**Extracted text**

DNA binding activity of c-Myc, Mad1 and Sp1 transcription factors

The c-Myc, Mad1 and Sp1 DNA binding activity assays were performed using Trans-AM ELISA-based kits from Active Motif (Carlsbad, CA, USA) according to the manufacturer’s protocol. Briefly, cell extracts were incubated in a 96-well plate coated with an oligonucleotide containing the E-box motif (5′-CACGTG-3′), or the GC-box motif (5′-GGGCGG-3′). Activated transcription factors from extracts, specifically bound to the respective immobilized oligonucleotide, were detected using the antibody to c-Myc, Mad-1 or Sp1 followed by a secondary antibody conjugated to horseradish peroxidase in an ELISA-like assay.

Generation of hTERT-GFP (green fluorescent protein) constructs

Two constructs containing fragment of hTERT promoter (sequence available on NCBI Gene Bank, accession number AF098956) were generated by PCR, by using as template DNA from healthy blood donor leucocytes. The first fragment (284 bp) is spanning a region between −279 and +5 of hTERT promoter, it contains one E-box and five GC-boxes and it corresponds to the hTERT minimal core promoter [36]. The second one (154 bp) is spanning a region between −149 to +5 of hTERT promoter and it correspond to the E-box deleted form of the minimal core promoter.

The primers used for amplification of the 284 and 154 bp fragments were respectively:

5′-gatacgagatctgacccccgggtccg-3′ (forward) and 5′-gatacggaattcgctgcctgaaactcgcgcc-3′ (reverse); 5-gatacgagatctgccccttcaccttccagc-3′ (forward) and 5′ gatacggaattcgctgcctgaaactcgcgcc-3′ (reverse).

PCR products sequence was checked by direct sequencing (3100 Avant Genetic Analyzer Applied Biosystems, Foster City, CA, USA).

**Action item**
Answer these from the methods text above, one line each:
(a) Which two motifs, with their sequences, were on the oligonucleotides coating the 96-well plate?
(b) What is the size of the first hTERT promoter fragment, and which region does it span?
(c) What instrument was used to check the sequence of the PCR products?

**Source data**
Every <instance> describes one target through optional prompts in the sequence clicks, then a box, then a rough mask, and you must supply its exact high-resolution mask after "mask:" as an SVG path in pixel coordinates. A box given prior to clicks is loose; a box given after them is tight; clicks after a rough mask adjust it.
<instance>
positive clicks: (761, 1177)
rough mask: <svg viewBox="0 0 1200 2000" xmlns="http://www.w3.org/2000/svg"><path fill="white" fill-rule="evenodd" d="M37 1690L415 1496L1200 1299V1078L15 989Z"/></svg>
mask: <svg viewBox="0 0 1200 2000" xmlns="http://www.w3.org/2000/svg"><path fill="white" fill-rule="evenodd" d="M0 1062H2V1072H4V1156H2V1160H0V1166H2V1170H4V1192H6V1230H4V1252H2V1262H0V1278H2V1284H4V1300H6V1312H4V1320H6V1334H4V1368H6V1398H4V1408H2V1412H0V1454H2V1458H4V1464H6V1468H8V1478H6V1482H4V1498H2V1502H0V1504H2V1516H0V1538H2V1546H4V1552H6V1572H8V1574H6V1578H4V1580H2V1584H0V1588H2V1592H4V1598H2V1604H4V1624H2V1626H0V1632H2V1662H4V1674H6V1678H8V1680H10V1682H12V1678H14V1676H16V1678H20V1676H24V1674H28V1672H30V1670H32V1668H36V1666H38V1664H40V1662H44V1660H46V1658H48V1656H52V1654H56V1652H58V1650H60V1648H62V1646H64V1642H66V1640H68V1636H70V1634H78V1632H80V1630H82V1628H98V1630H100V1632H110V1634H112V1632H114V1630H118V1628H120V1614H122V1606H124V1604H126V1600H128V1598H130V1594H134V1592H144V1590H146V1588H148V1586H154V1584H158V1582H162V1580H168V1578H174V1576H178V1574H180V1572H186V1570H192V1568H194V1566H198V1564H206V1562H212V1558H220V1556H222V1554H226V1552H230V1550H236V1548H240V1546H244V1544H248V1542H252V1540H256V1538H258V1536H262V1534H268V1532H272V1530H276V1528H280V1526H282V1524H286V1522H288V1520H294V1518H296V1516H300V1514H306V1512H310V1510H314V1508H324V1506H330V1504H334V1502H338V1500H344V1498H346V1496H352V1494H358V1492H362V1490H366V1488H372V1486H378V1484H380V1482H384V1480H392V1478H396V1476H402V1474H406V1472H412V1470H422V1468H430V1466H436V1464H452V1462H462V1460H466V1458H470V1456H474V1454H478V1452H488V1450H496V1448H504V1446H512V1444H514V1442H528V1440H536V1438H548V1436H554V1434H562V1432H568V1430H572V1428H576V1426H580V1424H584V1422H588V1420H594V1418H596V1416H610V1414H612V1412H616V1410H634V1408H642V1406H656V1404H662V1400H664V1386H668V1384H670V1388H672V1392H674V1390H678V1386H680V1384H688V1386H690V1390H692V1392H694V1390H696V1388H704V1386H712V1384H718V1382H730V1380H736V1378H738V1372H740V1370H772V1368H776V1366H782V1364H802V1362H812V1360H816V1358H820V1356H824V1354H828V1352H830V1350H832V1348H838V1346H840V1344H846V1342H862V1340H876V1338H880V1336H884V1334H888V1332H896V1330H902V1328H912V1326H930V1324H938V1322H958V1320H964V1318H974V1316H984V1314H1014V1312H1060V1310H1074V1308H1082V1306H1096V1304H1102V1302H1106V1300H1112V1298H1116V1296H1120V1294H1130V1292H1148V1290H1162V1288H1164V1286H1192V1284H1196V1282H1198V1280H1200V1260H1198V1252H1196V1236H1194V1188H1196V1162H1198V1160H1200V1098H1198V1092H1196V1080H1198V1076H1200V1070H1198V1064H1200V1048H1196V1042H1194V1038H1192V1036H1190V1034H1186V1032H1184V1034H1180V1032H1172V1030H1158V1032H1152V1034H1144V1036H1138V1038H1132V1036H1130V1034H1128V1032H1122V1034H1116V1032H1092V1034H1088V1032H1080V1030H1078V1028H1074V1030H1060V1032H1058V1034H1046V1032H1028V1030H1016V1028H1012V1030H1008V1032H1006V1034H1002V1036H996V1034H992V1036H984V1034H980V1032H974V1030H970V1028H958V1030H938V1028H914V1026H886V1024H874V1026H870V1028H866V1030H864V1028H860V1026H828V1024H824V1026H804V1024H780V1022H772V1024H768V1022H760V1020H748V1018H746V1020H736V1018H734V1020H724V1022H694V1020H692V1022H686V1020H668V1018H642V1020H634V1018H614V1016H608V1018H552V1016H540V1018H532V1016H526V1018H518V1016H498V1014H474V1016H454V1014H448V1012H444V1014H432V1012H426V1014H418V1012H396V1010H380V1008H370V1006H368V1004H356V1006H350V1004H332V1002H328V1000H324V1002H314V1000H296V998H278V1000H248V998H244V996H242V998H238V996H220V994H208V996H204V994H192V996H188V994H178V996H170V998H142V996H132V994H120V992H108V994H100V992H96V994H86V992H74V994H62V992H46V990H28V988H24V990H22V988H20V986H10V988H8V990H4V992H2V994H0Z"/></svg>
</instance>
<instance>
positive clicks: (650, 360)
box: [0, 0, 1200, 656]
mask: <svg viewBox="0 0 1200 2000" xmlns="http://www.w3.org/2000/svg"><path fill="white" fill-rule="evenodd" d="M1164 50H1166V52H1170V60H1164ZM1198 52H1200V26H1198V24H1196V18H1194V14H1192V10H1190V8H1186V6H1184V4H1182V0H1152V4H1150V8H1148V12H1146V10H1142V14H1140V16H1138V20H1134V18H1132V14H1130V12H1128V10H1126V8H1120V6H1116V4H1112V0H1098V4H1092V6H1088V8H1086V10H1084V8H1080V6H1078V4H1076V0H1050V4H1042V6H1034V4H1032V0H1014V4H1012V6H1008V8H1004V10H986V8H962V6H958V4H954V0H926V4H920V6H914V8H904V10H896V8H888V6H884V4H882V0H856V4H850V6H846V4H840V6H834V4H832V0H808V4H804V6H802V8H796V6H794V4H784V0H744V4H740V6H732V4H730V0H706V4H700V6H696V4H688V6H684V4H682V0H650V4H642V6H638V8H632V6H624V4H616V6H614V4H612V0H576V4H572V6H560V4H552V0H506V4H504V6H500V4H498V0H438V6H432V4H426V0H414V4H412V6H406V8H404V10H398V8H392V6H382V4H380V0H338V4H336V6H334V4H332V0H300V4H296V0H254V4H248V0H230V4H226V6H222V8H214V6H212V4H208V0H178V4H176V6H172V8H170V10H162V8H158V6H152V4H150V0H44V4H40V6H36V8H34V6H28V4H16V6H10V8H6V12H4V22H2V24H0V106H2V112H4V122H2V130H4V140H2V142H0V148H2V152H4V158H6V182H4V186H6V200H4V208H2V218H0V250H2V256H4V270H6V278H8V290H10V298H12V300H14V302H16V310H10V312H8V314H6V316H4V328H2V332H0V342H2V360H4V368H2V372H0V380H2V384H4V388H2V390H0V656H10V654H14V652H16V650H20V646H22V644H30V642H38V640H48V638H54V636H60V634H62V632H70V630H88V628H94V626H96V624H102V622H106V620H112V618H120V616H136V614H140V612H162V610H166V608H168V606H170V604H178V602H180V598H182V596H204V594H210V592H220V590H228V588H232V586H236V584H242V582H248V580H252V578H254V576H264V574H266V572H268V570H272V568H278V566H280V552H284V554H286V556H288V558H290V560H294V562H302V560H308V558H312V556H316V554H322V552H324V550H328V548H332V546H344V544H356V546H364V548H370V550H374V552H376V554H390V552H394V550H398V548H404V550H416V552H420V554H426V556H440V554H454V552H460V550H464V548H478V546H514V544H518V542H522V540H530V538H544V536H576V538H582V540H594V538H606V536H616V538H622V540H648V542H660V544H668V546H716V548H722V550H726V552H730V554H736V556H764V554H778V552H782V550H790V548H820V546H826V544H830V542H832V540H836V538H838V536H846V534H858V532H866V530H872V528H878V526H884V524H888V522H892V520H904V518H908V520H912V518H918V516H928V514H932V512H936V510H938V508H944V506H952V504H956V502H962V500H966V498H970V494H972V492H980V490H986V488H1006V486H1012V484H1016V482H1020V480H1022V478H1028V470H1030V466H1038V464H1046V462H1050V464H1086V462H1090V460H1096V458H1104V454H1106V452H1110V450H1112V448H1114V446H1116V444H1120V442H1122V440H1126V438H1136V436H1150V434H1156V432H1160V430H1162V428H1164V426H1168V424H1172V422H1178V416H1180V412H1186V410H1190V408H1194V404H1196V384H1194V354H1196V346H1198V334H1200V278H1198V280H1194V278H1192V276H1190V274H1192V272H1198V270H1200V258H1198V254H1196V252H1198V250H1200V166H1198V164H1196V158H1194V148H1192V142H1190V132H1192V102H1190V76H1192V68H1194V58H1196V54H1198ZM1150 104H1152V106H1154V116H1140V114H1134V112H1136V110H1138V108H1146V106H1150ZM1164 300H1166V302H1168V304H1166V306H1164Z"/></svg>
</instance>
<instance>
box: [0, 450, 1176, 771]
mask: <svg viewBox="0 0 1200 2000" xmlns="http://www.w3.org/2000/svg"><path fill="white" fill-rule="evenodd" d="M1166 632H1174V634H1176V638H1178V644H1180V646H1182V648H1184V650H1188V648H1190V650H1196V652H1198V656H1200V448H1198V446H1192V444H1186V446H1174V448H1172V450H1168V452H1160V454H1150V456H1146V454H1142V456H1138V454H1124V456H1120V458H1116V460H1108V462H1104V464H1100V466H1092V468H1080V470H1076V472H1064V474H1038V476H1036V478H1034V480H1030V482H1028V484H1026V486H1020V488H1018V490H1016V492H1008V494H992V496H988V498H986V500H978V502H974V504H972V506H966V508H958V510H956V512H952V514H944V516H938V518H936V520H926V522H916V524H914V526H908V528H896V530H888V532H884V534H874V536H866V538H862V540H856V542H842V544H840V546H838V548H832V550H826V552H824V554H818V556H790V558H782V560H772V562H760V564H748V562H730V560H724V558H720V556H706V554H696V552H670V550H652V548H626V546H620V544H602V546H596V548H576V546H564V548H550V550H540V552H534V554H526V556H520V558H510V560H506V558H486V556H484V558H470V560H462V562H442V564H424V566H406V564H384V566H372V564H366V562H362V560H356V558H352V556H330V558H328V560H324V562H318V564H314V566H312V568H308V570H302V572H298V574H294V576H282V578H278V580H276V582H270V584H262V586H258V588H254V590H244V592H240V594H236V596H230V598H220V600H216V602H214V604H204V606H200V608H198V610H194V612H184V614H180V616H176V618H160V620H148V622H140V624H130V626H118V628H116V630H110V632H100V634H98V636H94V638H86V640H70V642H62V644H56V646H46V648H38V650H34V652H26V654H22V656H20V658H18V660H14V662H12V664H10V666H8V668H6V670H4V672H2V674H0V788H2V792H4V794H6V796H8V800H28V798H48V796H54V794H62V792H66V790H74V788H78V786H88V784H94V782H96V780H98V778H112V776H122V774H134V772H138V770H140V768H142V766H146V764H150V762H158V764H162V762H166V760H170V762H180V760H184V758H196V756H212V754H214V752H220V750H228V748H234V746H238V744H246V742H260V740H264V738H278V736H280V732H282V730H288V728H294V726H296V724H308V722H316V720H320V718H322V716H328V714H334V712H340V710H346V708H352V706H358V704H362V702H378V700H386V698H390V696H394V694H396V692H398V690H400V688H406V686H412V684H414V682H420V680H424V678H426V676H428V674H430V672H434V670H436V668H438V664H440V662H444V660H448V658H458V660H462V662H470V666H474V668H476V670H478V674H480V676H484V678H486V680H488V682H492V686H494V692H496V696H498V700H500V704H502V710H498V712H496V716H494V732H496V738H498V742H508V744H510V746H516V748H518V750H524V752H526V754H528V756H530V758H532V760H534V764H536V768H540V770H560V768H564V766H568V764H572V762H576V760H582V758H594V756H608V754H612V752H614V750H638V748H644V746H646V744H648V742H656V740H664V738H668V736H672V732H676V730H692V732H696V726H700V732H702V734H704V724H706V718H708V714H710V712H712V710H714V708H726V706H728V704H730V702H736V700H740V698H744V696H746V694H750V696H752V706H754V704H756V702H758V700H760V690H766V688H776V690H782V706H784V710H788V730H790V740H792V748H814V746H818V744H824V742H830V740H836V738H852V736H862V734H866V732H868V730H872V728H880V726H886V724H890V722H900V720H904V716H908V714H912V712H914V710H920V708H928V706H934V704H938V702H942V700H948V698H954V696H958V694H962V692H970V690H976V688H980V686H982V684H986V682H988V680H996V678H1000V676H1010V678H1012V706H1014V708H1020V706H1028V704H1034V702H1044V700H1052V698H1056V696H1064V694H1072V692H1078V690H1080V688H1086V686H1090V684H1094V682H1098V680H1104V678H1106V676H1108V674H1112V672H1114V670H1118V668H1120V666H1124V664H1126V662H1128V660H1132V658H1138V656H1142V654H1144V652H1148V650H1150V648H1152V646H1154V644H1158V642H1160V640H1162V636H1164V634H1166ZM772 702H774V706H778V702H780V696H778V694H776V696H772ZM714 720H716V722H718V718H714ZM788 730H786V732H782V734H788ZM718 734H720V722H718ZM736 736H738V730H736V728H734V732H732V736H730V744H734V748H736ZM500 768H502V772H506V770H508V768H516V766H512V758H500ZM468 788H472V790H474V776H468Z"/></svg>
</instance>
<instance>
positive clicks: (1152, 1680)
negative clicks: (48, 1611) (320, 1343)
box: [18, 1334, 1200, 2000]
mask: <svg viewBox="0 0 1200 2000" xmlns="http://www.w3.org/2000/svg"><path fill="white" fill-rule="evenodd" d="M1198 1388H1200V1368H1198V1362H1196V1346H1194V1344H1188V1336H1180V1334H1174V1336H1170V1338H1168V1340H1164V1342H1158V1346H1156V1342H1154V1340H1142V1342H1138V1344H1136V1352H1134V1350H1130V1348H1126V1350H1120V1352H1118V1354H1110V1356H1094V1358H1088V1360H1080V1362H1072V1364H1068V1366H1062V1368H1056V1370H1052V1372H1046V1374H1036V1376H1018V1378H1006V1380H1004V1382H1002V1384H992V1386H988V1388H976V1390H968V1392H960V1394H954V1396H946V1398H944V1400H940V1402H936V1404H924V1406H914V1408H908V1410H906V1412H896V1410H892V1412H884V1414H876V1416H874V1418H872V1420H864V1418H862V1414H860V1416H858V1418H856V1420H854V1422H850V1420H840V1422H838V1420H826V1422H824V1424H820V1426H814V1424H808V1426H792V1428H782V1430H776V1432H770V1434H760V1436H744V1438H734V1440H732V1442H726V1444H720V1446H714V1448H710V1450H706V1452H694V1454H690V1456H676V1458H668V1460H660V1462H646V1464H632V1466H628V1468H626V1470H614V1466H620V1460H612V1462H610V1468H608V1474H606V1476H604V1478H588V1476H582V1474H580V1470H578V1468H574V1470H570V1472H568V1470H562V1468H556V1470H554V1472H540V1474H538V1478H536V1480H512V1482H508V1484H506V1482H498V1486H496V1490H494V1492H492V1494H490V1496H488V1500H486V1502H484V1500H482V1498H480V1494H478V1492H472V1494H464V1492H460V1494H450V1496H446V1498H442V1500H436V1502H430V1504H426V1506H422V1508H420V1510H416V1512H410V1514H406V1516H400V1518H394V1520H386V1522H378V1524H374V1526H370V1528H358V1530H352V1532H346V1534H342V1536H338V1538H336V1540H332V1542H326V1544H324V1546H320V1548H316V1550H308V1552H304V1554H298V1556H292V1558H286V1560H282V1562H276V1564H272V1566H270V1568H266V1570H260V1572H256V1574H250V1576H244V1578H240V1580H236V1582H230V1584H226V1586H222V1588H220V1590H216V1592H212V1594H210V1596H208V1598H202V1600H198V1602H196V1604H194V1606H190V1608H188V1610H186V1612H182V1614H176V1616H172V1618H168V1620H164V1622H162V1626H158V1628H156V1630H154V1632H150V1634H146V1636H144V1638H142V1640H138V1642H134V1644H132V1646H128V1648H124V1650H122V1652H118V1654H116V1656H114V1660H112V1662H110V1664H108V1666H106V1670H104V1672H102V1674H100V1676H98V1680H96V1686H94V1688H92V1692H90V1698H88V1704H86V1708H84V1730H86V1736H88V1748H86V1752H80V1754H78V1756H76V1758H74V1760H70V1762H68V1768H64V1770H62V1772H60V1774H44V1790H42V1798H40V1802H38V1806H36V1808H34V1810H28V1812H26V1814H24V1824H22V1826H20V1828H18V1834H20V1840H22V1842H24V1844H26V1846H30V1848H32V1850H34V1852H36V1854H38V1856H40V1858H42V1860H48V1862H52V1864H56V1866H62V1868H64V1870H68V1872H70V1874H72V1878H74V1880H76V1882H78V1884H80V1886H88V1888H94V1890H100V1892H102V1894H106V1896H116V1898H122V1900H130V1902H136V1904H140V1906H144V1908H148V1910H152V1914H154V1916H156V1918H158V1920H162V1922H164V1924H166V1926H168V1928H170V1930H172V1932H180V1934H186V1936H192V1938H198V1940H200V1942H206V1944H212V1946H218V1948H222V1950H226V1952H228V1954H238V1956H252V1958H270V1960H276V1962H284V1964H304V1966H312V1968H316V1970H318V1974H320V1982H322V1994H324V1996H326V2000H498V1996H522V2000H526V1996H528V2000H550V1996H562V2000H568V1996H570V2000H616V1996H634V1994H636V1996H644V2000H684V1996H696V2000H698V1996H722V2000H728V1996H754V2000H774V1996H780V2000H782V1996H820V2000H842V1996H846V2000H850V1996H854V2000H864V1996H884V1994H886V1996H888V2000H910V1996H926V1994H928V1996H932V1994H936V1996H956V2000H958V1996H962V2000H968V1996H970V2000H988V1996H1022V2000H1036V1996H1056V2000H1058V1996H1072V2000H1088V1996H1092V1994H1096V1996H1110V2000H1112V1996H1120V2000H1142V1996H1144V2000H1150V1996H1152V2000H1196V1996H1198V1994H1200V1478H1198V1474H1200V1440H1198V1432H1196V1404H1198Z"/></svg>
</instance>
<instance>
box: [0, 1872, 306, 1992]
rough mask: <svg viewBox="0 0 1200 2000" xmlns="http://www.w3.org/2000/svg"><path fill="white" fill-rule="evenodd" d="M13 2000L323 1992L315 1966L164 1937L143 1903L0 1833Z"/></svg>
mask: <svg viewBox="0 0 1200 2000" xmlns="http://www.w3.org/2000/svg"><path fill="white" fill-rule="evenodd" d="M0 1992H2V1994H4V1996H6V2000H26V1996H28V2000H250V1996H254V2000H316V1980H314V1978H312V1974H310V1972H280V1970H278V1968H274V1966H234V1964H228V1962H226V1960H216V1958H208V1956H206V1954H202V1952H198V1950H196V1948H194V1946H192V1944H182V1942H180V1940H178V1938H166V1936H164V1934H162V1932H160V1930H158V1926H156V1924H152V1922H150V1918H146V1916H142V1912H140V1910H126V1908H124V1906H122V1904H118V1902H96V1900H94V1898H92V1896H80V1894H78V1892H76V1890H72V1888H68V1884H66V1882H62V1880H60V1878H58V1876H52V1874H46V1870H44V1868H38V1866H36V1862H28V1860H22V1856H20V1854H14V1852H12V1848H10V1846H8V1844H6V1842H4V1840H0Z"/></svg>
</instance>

**Answer box**
(a) The E-box motif (5′-CACGTG-3′) and the GC-box motif (5′-GGGCGG-3′).
(b) 284 bp, spanning the region between −279 and +5 of the hTERT promoter.
(c) A 3100 Avant Genetic Analyzer (Applied Biosystems, Foster City, CA, USA).